[START]
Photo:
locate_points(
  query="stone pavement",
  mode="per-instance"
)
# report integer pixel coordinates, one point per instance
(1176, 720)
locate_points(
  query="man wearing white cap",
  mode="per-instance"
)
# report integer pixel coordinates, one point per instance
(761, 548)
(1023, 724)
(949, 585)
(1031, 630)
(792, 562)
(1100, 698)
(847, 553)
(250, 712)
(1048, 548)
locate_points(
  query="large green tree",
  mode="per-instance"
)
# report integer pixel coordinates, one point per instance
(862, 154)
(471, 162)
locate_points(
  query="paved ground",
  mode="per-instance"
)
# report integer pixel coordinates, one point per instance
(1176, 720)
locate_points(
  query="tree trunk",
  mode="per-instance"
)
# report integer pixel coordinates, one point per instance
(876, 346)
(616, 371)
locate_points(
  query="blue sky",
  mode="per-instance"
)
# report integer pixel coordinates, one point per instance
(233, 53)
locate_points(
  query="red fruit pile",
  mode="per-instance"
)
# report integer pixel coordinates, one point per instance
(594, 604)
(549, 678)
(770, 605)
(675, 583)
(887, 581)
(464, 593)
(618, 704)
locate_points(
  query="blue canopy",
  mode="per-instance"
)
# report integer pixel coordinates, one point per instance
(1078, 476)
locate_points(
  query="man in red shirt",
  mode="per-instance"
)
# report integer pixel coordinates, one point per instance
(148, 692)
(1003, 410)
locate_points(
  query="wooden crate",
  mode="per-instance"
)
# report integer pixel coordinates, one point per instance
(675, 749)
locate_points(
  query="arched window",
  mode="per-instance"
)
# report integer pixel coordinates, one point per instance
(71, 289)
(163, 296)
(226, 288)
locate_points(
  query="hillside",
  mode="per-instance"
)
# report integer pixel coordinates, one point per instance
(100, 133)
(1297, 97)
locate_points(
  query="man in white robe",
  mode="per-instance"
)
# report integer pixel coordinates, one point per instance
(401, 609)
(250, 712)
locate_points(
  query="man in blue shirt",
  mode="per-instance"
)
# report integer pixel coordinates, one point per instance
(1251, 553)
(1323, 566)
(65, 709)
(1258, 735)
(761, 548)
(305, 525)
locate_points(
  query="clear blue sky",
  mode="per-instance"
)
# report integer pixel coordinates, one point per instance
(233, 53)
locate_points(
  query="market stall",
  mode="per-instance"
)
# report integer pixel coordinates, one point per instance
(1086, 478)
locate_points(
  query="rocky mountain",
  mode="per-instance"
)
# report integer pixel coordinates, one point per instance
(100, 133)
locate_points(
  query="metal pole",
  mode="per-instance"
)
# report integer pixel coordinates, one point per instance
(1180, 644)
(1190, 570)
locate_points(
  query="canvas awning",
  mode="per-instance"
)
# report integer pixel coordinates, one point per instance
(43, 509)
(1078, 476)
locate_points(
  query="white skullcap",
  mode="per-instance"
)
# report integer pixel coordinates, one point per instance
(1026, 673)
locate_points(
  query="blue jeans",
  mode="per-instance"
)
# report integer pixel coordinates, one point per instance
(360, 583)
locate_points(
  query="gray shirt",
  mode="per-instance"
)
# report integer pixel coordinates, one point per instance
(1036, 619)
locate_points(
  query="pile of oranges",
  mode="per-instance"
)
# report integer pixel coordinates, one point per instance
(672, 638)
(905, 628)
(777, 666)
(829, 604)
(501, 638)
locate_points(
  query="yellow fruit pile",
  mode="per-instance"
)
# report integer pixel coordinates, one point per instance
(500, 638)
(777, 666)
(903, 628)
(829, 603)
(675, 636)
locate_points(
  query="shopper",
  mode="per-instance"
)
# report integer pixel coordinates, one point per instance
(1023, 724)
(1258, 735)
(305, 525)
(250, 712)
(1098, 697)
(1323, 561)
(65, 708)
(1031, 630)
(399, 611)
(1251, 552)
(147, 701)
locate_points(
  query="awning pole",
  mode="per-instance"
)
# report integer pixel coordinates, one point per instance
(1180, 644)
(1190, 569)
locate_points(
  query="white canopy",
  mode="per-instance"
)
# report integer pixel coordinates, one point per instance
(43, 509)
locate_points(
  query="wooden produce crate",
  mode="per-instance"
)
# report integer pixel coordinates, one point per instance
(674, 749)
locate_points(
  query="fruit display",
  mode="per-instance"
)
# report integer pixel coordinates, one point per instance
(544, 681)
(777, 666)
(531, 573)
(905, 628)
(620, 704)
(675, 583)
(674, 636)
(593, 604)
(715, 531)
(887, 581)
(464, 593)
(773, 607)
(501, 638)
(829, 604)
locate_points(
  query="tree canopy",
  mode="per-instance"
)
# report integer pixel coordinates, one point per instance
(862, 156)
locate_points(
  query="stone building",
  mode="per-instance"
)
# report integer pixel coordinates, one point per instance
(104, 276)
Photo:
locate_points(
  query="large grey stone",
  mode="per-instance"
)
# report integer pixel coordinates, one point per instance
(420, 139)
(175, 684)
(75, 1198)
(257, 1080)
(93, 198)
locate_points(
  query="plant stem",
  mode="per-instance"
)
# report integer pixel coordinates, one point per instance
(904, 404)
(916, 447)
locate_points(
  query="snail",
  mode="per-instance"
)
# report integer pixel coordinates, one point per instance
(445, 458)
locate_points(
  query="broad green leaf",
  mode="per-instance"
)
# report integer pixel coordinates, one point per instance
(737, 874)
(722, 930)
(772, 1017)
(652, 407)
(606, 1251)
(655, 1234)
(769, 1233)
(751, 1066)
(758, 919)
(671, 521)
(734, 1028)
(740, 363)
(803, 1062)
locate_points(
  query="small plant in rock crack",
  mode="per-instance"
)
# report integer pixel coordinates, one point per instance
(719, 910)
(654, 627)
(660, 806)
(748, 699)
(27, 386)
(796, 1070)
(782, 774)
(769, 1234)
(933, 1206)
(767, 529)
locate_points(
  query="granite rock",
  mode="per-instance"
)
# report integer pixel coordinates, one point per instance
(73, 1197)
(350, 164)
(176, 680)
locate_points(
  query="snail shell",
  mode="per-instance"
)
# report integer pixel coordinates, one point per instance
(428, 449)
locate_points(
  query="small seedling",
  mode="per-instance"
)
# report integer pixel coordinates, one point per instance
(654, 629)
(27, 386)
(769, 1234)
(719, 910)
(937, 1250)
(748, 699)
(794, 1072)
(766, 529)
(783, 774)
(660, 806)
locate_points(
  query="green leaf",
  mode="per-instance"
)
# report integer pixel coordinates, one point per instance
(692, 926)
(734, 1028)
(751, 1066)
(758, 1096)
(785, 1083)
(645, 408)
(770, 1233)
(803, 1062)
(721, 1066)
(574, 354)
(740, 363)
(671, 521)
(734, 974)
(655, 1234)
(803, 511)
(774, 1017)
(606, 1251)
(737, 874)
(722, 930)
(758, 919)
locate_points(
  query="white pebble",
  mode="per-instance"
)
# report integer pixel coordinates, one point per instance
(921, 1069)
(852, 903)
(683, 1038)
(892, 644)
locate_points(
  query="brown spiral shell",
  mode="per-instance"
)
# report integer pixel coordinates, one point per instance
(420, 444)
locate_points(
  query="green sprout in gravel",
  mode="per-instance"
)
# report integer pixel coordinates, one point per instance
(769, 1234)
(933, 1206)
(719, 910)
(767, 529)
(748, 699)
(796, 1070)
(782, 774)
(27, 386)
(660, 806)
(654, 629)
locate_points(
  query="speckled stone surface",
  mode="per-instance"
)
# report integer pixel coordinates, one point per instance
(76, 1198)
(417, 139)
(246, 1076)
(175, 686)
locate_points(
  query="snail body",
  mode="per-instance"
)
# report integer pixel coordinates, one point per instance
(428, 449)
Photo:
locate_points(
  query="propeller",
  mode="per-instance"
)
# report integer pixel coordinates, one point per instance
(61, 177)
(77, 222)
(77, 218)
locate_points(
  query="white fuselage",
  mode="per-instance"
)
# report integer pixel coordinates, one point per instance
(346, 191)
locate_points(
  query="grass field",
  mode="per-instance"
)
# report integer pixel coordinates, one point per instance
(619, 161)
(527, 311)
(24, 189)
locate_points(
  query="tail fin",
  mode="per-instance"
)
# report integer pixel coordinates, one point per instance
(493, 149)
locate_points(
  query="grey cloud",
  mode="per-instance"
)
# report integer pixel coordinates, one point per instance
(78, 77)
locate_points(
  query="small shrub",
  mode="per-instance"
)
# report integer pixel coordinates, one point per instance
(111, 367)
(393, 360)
[END]
## Given problem
Render the listing above, from its first line through the line containing "(1048, 548)", as a JSON list of strings, one string per line, with blank lines omitted.

## Exercise output
[
  "Photo:",
  "locate_points(",
  "  query=\"stone pavement\",",
  "  mode=\"per-instance\"",
  ")",
  "# report integer pixel coordinates, one point per instance",
  "(1176, 720)",
  "locate_points(",
  "  query=\"man wearing white cap\",",
  "  mode=\"per-instance\"",
  ")",
  "# report integer pixel coordinates, one point per instance",
  "(761, 548)",
  "(1023, 724)",
  "(949, 585)",
  "(1031, 630)",
  "(792, 562)",
  "(1100, 698)",
  "(847, 553)",
  "(250, 712)",
  "(1048, 548)"
]